§ **Text excerpt**
Foundlings, who may be orphans, can combine many advantages to a plot: mysterious antecedents, leading to plots to discover them; high birth and lowly upbringing. Foundlings have appeared in literature in some of the oldest known tales. [66] The most common reasons for abandoning children in literature are oracles that the child will cause harm; the mother's desire to conceal her illegitimate child, often after rape by a god; or spite on the part of people other than the parents, such as sisters and mothers-in-law in such fairy tales as The Dancing Water, the Singing Apple, and the Speaking Bird. In some chivalric romances, such as Le Fresne and the Swan-Children, in the variant Beatrix, some children of a multiple birth are abandoned after the heroine has taunted another woman with a claim that such a birth is proof of adultery and then suffered such a birth of her own. [67] Poverty usually features as a cause only with the case of older children, who can survive on their own. Indeed, most such individuals are of royal or noble birth; their abandonment means they grow up in ignorance of their true social status. [68]


One of the earliest surviving examples of child abandonment in literature is that of Oedipus, who is left to die as a baby in the hills by a herdsman ordered to kill the baby, but is found and grows up to unwittingly marry his biological mother.

In a common variant on the abandonment and rediscovery of an infant, the biblical story of Moses describes how the Jewish infant is abandoned by his mother and set to float in the Nile in a reed basket, in hopes that he will be found and nurtured; as planned, the child is discovered and adopted by the queen of Egypt, thus gaining a higher social status and better education, as well as a more powerful position than his birth family could have given him. A similar story is told of other heroes who eventually learn about their true origins only as adults, when they find they are able to save their original parents or family by wielding power from their adoptive status, while making use of an education that sets them apart from their peers. The theme is also carried through in the case of many modern superheroes, most famously Superman (see Modern Media below). Mark Twain tweaks the traditional "upgrading" of the foundling's social status by having the child's twin, who is powerful by birth, experience the "downgrading " of his position in a switch planned by the two children, in "The Prince and the Pauper".

In many tales, such as Snow White, the child is actually abandoned by a servant who had been given orders to put the child to death. Other tales such as Hansel and Gretel has children reluctantly abandoned in the forest by their parents since they were no longer able to feed them.

Children are often abandoned with birth tokens, which act as plot devices to ensure that the child can be identified. This theme is a main element in Angelo F. Coniglio's historical fiction novella The Lady of the Wheel, in which the title refers to a "receiver of foundlings" who were placed in a device called a "foundling wheel", in the wall of a church or hospital. [69]

In Shakespeare's The Winter's Tale, a recognition scene in the final act reveals by these that Perdita is a king's daughter rather than a shepherdess, and so suitable for her prince lover. [70] Similarly, when the heroine of Le Fresne reveals the brocade and the ring she was abandoned with, her mother and sister recognize her; this makes her a suitable bride for the man whose mistress she had been. [71]

The children of Queen Blondine and of her sister, Princess Brunette, picked up by a Corsair after seven days at sea; illustration by Walter Crane to the fairy tale Princess Belle-Etoile. Princess Belle-Etoile 2 - illustration by Walter Crane - Project Gutenberg eText 18344.jpg
The children of Queen Blondine and of her sister, Princess Brunette, picked up by a Corsair after seven days at sea; illustration by Walter Crane to the fairy tale Princess Belle-Etoile.

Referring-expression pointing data
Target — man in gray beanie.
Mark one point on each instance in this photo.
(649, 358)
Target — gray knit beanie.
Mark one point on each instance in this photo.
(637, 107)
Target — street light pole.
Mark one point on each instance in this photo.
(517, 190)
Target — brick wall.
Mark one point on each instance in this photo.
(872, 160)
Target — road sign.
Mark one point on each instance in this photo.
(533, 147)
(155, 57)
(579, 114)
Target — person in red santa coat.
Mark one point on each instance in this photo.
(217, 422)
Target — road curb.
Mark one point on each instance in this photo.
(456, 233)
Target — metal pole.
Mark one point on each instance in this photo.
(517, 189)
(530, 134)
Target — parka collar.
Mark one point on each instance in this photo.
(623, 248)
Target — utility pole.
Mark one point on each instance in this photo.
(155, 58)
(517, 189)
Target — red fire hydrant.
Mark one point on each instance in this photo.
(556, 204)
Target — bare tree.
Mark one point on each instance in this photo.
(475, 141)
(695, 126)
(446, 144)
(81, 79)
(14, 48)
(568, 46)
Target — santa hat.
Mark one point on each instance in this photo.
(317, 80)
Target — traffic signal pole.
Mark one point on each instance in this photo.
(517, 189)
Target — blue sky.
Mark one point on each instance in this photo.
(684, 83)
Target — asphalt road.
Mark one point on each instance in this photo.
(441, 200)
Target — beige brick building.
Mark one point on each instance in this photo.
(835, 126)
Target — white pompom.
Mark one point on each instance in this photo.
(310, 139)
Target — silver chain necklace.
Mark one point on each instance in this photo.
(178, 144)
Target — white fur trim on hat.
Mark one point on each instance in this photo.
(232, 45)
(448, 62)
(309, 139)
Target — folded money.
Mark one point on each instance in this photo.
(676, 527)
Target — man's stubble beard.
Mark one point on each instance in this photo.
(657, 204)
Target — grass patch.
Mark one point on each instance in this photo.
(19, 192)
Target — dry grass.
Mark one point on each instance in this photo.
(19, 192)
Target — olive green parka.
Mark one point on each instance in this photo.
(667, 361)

§ **Prompt 1**
Output the section of the excerpt on foundlings between "One of the earliest" and "his biological mother.", inclusive.
§ **Prompt 2**
In the excerpt on foundlings, where was the device called a "foundling wheel" placed?
Work only from the excerpt on foundlings, not from the rows.

§ **Written response 1**
One of the earliest surviving examples of child abandonment in literature is that of Oedipus, who is left to die as a baby in the hills by a herdsman ordered to kill the baby, but is found and grows up to unwittingly marry his biological mother.

§ **Written response 2**
In the wall of a church or hospital.